**Data supplied**

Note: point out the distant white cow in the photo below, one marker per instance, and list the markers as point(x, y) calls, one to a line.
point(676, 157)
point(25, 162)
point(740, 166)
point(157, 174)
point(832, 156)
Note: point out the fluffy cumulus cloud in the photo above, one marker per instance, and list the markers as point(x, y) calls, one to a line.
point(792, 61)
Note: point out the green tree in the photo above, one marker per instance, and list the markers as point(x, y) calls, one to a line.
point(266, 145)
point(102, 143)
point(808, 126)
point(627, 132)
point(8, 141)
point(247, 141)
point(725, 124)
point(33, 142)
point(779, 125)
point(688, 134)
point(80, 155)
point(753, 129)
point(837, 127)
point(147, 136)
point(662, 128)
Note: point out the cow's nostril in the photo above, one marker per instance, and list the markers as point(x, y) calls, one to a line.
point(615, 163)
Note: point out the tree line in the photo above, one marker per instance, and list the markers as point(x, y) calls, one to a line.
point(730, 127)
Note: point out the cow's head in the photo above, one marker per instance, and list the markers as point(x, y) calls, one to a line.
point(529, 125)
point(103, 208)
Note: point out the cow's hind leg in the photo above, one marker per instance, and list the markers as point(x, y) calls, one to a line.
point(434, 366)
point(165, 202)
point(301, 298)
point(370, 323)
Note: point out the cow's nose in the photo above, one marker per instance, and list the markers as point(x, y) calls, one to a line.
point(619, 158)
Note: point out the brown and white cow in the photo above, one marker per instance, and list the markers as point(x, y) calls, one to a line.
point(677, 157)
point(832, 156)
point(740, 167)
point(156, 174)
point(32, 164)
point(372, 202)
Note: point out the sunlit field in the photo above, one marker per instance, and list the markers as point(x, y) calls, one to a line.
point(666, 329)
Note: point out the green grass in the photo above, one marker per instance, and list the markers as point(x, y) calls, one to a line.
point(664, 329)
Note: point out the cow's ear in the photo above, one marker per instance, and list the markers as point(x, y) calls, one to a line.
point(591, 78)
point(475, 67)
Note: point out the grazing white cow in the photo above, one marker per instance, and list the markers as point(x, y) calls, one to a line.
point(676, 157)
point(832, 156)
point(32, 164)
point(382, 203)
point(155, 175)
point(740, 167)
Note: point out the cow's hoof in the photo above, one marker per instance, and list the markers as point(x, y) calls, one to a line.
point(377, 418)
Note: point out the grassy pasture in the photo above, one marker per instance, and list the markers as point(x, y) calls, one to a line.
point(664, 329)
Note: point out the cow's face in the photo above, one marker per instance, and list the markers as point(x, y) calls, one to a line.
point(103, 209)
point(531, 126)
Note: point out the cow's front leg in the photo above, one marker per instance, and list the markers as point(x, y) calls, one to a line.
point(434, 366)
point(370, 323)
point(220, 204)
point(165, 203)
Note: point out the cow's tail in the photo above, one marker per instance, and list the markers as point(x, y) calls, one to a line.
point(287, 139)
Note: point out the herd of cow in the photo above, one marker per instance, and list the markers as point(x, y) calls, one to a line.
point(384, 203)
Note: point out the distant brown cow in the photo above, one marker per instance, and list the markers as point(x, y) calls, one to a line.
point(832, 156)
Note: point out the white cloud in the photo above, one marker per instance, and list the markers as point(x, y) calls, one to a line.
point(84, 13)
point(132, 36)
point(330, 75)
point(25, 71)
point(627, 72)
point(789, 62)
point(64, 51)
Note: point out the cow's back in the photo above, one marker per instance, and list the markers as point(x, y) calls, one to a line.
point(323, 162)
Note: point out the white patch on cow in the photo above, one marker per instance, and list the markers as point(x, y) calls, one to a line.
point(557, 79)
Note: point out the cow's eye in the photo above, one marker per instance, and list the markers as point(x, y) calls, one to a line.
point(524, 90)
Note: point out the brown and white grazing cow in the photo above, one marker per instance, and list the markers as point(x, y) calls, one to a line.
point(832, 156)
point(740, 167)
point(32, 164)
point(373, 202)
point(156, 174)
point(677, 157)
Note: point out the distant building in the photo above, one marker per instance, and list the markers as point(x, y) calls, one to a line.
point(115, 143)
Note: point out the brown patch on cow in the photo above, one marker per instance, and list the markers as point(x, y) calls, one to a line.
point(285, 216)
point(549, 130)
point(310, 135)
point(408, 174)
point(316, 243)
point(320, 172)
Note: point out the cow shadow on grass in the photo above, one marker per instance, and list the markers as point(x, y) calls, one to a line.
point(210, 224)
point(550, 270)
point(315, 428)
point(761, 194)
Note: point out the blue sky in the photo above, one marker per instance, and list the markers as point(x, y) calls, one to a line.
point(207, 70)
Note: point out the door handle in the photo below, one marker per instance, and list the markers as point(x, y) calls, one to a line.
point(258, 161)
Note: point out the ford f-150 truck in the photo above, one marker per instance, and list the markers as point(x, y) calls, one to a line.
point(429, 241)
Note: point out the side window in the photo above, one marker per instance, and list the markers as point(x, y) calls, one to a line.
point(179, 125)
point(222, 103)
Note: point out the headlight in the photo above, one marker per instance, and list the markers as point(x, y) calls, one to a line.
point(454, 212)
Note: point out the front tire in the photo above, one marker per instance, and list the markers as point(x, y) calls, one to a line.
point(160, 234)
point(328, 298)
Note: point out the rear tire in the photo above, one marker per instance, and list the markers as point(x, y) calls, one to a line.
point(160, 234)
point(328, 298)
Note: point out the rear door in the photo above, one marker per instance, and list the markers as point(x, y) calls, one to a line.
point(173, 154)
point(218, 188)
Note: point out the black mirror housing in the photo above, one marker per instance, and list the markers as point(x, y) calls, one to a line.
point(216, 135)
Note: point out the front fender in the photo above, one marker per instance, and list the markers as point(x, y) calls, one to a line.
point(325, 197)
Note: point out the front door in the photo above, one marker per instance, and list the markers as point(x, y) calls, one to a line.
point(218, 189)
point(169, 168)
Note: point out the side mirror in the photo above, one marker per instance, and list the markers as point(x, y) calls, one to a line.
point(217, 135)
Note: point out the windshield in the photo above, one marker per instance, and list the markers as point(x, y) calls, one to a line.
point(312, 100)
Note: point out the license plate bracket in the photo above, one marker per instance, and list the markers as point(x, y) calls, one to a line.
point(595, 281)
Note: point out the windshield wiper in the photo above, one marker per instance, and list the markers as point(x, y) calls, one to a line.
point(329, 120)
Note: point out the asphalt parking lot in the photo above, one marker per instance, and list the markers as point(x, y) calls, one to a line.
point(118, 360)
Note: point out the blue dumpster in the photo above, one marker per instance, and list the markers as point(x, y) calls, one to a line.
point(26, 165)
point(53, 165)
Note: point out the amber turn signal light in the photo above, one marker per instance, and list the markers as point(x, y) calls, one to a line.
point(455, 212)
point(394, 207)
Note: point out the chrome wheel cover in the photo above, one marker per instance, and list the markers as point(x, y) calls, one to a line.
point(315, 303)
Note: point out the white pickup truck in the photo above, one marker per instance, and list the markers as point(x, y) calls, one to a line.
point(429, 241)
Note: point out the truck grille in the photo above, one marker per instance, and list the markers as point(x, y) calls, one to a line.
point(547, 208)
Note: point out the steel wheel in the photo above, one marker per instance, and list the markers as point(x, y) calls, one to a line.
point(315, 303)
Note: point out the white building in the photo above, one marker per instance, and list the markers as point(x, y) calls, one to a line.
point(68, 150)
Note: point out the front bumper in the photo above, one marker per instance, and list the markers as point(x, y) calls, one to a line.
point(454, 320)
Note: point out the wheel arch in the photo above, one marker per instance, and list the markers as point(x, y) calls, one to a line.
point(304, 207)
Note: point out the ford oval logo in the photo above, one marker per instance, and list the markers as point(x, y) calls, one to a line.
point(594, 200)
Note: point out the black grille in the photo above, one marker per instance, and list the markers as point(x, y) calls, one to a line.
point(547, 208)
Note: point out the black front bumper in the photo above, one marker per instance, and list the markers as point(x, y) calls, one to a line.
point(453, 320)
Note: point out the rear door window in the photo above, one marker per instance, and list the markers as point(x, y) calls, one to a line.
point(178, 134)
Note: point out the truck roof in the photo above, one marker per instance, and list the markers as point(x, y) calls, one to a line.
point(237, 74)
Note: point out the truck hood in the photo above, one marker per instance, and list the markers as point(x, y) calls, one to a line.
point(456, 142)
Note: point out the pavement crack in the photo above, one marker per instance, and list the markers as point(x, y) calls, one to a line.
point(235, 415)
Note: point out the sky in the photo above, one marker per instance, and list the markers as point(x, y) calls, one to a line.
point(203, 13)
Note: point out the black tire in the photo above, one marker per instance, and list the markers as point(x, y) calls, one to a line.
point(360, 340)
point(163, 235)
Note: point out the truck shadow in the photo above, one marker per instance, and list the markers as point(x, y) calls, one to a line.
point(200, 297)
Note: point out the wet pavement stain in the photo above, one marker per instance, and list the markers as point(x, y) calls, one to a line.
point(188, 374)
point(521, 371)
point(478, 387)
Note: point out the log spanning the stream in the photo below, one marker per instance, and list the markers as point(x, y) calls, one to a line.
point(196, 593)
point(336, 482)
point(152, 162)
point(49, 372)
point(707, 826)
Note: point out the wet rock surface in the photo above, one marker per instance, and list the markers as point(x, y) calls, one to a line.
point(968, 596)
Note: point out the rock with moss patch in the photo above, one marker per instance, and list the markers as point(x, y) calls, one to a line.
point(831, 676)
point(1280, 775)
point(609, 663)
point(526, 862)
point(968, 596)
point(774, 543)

**Exercise goal**
Rewrite the stretch of the material from the line containing "Note: point out the headlight" through the line containing "point(325, 197)", changing "tire" to "wheel" and keeping everything else the same.

**Solution for this problem**
Note: point out the headlight in the photo above, one marker per instance, and list the markers as point(x, y) calls, one to a line.
point(454, 212)
Note: point out the front wheel in the photo above, one marker per instance, and list the markers as point(x, y) calls, one to a line.
point(160, 234)
point(328, 298)
Note: point out the rear wheel in the photo above, one marker per instance, and list the markers as point(x, y) calls, one to a line.
point(160, 234)
point(328, 298)
Note: point out the rear door in the photo above, one marker per instance, and list the markers as point(x, y) calls, one to a line.
point(173, 154)
point(218, 188)
Note: point out the black mirror housing in the photo above, one marker per instance, and list the markers as point(x, y) calls, one to a line.
point(216, 135)
Note: point out the front fender in the photo above, one marker per instance, and list the markers as point(x, y) calls, one to a line.
point(325, 197)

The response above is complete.